## Tasks to carry out
[1] In the review of The Tin Roof Blowdown, whose house were the looters robbing at the time of the shooting?
[2] Please write the next part of the review of The Tin Roof Blowdown, picking up after its final sentence.

## Source document
* * * *

Patterson's trademark punchy chapters move the plot along like an express train. I stayed up so late finishing it I got a migraine. But it was worth it.

James Lee Burke's latest Dave Robicheaux thriller, The Tin Roof Blowdown (Orion, £12.99), opens as Hurricane Katrina unleashes its awesome power on New Orleans.

The streets of Detective Robicheaux's beloved city are awash with corpses, and all law and order is gone. The survivors wait in trees and on rooftops for help that never comes.

For Robicheaux, one missing soul stands out: his childhood friend Jude LeBlanc. Members of LeBlanc's congregation were trapped in the church attic. LeBlanc snagged a boat and was last seen cutting a hole in the roof.

Robicheaux traces the boat to a robbery and murder that took place hours after the priest's disappearance. Four men were motoring a boat through an uptown neighbourhood and looting houses when shots rang out. An unidentified sniper killed one of the thieves.

The evidence points towards insurance adjuster Otis Baylor. His teenage daughter was gang-raped two years ago by men who were never caught. The looters match their description. At the time of the shooting, the looters were robbing the house of Sidney Kovick, a New Orleans mobster. Big mistake.

* * * *

## Record extracts
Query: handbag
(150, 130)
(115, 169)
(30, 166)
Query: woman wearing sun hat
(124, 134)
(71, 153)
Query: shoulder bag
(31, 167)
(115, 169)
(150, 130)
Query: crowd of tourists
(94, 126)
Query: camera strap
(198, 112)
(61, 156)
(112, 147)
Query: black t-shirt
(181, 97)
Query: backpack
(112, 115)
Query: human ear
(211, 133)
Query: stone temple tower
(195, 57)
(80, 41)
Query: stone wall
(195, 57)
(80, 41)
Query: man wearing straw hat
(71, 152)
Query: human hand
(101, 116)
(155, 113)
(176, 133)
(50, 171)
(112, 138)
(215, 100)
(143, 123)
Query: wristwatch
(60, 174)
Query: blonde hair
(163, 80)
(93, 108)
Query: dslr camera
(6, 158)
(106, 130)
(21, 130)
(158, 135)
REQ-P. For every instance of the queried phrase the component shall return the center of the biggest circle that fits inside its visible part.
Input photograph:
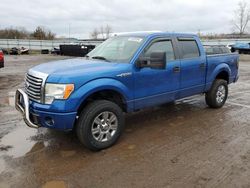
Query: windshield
(119, 48)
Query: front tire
(100, 124)
(217, 95)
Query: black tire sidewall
(224, 83)
(211, 95)
(87, 117)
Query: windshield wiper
(100, 57)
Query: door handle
(176, 69)
(202, 65)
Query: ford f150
(123, 74)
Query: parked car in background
(1, 59)
(14, 51)
(124, 74)
(56, 51)
(24, 50)
(241, 48)
(216, 49)
(5, 51)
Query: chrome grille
(33, 87)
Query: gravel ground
(185, 144)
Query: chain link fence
(50, 44)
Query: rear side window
(161, 46)
(189, 48)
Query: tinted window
(189, 48)
(161, 46)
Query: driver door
(157, 86)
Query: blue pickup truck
(125, 73)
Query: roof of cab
(154, 33)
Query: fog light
(49, 121)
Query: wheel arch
(105, 89)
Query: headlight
(57, 91)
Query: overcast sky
(83, 16)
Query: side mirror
(157, 60)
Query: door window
(189, 49)
(161, 46)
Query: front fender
(102, 84)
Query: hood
(80, 71)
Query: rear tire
(100, 125)
(217, 95)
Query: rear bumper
(38, 118)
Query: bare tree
(108, 30)
(94, 34)
(242, 17)
(103, 32)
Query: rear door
(157, 86)
(193, 67)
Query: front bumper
(41, 118)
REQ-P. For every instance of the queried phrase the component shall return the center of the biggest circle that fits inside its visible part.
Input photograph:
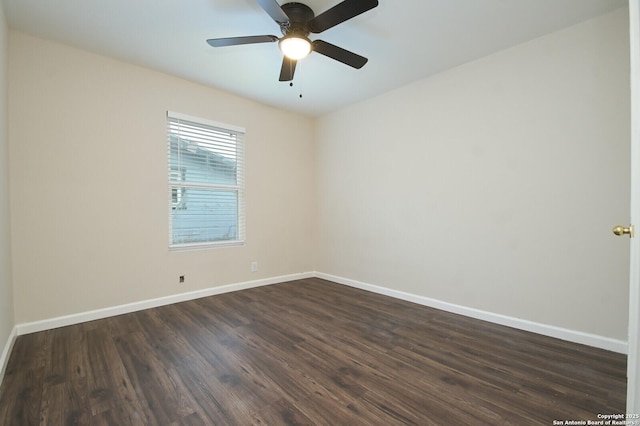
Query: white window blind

* * * *

## Answers given
[1] Sidney Kovick's, a New Orleans mobster.

[2]
One of the looters, Bernard Melancon, reaches out to Robicheaux. He is possibly responsible for the death of a priest and the rape of teenage girl, but now seeks redemption.

Meanwhile, Ronald Bledsoe shows up claiming to be a private detective. Robicheaux suspects Kovick hired Bledsoe to recover the diamonds stolen when his house was robbed. Bledsoe's advances toward Robicheaux's adopted daughter Alafair suggest another agenda.

The landscape is the perfect setting for Burke's visions of good and evil. The Tin Roof Blowdown is an extraordinary novel. A must for all lovers of American crime fiction.

In Jon Evans' The Night Of Knives (Hodder & Stoughton, £19.99), Veronica Kelly arrives in Africa for a new start.

Reeling from her divorce, she is grateful when a handsome stranger invites her on an expedition to visit gorillas in Uganda's wild Impenetrable Forest.

But the trip goes desperately wrong when the tourists are captured by brutal gunmen, marched into the lawless Congo, and held for ransom.

One tourist is executed, then another - their killings posted on YouTube. Soon it seems their abduction was not random, but premeditated, the first move in a deadly game that may consume entire nations.

A gripping and terrifying read. Evans is definitely a name for the future.

Dead Man (Hodder & Stoughton, £19.99) by Stephen Leather sees another outing for Dan "Spider" Shepherd.

The former SAS man is now working undercover for the Serious Organised Crime Agency.

Robbie Carter, an RUC special branch officer, is murdered in front of his wife and child by an IRA squad. All five members are released from prison under the Good Friday Agreement, but one by one they are being killed and the gun used is Carter's.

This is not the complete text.